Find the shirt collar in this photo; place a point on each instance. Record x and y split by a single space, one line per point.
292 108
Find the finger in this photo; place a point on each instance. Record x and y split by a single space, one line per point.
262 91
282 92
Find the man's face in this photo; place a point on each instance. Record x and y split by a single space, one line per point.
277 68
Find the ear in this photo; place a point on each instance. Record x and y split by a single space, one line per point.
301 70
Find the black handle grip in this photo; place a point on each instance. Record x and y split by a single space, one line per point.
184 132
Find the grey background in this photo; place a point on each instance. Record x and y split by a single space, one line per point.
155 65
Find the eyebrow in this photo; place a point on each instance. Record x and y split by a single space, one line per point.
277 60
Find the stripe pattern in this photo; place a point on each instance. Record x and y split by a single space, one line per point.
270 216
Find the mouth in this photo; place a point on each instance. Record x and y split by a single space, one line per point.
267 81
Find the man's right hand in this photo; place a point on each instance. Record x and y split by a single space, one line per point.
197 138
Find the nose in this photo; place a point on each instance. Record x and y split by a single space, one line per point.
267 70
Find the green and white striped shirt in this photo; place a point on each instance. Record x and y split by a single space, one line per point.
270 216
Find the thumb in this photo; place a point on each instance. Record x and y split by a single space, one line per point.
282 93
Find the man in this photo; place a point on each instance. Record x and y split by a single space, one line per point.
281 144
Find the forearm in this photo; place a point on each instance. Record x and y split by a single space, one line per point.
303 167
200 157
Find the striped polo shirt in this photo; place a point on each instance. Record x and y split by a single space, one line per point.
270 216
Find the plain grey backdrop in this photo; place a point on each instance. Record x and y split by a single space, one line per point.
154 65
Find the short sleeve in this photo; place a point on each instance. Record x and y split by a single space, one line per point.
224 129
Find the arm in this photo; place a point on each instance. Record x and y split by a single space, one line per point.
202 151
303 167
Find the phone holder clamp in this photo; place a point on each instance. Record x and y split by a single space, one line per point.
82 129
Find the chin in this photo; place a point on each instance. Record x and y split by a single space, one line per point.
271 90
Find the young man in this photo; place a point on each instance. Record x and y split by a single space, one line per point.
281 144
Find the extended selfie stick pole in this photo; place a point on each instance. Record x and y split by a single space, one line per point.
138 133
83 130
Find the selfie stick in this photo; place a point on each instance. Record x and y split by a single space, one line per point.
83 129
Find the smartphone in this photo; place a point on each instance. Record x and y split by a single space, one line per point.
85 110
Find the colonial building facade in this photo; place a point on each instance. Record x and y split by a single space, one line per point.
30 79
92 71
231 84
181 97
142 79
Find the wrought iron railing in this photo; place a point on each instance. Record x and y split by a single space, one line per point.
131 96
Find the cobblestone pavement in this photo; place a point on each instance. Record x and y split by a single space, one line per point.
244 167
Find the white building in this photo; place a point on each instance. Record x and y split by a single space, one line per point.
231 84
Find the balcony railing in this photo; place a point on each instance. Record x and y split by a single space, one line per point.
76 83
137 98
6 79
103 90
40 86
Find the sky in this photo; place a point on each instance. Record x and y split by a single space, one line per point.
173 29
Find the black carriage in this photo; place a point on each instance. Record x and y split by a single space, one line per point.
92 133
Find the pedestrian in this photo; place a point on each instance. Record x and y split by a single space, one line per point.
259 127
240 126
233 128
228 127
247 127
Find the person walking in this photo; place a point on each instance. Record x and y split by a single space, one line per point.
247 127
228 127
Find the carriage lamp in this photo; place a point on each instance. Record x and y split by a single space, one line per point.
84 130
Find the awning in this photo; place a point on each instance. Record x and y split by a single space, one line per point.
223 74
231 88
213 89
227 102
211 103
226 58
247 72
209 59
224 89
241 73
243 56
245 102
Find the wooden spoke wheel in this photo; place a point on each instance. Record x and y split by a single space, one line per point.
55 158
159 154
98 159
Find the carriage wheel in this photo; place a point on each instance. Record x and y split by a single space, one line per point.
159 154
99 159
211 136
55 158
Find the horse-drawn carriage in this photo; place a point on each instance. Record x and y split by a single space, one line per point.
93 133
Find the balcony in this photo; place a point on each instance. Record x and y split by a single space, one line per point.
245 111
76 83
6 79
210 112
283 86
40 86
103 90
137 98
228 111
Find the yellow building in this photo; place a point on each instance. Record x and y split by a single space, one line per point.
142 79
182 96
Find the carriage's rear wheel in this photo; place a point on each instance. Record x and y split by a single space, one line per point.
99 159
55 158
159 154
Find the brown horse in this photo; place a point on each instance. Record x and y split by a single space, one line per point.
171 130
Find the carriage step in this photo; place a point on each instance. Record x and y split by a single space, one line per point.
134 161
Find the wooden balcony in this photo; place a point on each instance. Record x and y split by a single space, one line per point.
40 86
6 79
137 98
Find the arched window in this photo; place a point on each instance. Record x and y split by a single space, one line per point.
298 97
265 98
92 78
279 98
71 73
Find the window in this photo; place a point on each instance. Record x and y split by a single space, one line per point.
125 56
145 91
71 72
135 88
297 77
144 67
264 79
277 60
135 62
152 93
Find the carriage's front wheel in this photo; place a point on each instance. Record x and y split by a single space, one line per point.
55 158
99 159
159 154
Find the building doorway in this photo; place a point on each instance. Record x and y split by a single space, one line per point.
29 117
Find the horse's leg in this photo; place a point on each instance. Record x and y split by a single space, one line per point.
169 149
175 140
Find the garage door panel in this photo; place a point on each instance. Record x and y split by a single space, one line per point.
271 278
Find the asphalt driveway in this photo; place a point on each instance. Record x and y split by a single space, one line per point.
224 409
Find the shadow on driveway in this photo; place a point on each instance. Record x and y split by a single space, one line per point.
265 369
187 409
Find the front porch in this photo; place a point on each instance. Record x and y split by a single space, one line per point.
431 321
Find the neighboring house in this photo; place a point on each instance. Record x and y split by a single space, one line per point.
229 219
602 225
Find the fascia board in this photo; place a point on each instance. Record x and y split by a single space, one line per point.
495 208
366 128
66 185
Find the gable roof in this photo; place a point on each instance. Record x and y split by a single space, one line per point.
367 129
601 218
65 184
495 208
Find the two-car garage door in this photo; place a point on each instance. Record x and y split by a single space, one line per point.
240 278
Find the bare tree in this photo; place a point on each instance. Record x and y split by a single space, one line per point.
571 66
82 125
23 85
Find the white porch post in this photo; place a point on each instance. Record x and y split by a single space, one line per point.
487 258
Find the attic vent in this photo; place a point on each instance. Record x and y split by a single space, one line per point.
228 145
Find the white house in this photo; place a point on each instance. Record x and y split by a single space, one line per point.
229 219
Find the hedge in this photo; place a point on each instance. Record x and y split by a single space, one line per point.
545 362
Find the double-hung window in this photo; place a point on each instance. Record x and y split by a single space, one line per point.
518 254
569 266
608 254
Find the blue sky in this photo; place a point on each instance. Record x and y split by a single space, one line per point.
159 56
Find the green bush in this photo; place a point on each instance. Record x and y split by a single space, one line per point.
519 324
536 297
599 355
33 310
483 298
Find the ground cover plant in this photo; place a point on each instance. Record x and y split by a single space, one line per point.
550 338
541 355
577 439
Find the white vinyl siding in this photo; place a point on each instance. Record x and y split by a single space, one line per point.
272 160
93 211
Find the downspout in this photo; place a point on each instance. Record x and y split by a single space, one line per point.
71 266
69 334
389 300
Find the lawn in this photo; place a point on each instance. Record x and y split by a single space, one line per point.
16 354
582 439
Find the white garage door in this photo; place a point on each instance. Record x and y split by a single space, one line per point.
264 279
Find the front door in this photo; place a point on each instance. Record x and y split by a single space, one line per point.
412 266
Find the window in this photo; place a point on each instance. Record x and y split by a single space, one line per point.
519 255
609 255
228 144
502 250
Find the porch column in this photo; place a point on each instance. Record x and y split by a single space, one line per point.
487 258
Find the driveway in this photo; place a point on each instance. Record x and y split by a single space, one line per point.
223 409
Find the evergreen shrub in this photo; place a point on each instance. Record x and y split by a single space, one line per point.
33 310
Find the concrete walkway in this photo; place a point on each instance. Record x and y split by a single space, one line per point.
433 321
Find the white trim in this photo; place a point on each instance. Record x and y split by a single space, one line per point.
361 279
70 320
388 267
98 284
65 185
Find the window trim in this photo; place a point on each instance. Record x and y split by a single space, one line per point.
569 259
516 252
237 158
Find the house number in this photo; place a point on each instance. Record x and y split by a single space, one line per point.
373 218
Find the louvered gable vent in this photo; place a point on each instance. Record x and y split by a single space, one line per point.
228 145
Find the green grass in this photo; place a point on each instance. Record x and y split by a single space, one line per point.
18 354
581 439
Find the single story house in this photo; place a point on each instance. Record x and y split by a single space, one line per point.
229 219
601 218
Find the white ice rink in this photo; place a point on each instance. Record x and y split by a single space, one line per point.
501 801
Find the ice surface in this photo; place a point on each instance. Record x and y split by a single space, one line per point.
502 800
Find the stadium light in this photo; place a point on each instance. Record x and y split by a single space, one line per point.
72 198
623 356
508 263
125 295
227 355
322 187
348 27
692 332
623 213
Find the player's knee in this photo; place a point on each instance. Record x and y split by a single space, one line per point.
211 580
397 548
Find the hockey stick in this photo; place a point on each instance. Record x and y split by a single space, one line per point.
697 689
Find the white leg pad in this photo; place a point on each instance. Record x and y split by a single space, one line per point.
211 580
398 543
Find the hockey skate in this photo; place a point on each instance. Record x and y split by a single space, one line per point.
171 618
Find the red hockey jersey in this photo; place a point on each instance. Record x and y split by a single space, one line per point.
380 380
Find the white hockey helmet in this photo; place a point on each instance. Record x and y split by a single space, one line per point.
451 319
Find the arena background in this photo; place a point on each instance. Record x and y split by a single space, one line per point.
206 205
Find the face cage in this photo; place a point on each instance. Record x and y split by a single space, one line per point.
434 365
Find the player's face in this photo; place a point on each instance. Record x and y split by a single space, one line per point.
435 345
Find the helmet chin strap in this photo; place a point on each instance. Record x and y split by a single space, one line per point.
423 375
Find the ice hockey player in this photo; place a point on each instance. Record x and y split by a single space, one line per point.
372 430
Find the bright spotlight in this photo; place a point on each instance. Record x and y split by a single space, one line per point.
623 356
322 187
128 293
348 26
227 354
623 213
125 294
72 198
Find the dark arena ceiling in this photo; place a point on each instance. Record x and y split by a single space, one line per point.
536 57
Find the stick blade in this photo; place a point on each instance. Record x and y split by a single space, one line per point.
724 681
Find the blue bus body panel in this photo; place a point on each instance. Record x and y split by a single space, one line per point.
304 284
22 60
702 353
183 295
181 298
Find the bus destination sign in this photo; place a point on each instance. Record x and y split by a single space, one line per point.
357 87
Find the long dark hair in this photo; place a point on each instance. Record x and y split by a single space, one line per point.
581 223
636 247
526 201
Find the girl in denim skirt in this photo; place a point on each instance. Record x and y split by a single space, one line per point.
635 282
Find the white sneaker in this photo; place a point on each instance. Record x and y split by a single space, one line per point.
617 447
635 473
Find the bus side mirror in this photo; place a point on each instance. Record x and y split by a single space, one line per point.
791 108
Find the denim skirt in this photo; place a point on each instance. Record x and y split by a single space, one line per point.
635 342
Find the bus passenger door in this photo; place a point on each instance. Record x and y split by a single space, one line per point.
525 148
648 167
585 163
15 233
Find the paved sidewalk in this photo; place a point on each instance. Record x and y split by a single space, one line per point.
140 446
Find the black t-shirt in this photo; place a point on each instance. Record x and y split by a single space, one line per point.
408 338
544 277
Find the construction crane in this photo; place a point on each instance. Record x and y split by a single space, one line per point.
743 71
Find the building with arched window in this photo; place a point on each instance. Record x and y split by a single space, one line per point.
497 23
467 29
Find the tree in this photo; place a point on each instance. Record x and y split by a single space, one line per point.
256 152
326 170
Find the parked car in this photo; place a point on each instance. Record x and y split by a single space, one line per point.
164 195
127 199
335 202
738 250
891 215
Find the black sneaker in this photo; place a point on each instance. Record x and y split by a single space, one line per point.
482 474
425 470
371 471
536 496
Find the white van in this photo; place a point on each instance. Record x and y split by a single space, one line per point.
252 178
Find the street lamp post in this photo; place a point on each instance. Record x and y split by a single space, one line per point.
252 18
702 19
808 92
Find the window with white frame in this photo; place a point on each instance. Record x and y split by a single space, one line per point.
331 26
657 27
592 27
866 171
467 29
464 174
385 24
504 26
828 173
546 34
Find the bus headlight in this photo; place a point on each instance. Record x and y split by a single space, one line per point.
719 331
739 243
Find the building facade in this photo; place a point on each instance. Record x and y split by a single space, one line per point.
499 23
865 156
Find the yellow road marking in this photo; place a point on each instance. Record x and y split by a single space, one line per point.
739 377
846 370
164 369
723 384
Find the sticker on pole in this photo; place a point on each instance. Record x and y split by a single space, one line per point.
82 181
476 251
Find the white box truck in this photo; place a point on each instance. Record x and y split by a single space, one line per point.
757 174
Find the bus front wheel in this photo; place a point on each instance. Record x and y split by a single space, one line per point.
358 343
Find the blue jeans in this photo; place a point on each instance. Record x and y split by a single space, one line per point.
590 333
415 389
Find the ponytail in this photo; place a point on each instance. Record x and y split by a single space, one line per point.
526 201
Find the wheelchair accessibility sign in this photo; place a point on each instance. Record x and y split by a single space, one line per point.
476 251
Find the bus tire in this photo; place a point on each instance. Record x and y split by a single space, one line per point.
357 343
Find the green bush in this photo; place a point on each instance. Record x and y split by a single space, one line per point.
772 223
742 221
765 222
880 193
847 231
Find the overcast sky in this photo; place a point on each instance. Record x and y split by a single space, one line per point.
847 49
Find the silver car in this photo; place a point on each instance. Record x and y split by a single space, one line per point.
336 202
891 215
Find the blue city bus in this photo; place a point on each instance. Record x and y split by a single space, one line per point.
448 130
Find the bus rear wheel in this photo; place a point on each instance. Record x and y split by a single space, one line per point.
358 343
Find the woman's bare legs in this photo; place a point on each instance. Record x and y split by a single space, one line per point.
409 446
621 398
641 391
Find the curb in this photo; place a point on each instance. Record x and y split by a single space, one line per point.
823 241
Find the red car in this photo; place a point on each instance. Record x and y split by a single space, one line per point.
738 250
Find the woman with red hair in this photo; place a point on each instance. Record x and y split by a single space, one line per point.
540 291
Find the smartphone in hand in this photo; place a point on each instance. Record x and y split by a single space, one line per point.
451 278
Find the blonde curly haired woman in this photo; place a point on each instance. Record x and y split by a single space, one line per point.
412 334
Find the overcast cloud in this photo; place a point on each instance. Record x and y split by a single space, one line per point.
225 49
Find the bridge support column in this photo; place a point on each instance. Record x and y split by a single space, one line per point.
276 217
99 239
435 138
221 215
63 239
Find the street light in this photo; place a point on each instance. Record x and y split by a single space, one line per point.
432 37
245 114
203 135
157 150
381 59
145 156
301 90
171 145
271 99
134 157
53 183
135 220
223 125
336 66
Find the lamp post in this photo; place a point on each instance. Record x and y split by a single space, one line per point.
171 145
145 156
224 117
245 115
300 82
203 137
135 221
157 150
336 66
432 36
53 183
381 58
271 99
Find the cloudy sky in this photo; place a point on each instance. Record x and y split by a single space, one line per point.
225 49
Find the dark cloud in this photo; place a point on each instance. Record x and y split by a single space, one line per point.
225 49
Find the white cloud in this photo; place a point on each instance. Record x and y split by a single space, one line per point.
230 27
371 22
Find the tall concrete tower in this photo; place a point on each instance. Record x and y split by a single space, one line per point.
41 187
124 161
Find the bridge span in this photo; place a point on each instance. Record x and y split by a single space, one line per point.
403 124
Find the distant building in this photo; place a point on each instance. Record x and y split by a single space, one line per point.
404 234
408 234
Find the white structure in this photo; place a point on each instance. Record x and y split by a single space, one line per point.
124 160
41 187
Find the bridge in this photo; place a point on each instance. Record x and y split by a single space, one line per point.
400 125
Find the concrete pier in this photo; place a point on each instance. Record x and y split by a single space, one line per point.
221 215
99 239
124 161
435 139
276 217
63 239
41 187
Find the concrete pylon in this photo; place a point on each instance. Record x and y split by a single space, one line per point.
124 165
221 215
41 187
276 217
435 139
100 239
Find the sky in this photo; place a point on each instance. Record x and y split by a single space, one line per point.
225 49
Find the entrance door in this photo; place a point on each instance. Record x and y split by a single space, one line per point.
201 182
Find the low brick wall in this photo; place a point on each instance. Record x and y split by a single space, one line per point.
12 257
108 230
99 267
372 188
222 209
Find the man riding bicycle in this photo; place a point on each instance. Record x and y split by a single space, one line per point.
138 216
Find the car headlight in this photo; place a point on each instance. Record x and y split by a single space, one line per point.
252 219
****
:: EXERCISE REQUIREMENTS ::
Quote only the lines from the one containing "Find the concrete pylon" through the final line of the records, with both ends included.

:: ANSWER IN FULL ::
Find the concrete pylon in this photo; place a point on each instance. Record x and y split by a single space, one line per point.
124 165
221 215
41 187
276 217
435 139
100 239
Find the sky in this photo; place a point on each instance. Record x and y split by a single space, one line per point.
225 49
Find the entrance door in this photo; place a point on each instance. Record x and y split by a single space, one line per point.
201 182
Find the low brick wall in this photo; place a point on each instance. Record x and y split by a single space, one line per point.
12 257
108 230
99 267
372 188
222 209
Find the man riding bicycle in this photo; place a point on each instance. Record x and y split by a single space, one line per point.
138 216
Find the car headlight in this photo; place a point on each instance. Record x and y split by a single space, one line per point.
252 219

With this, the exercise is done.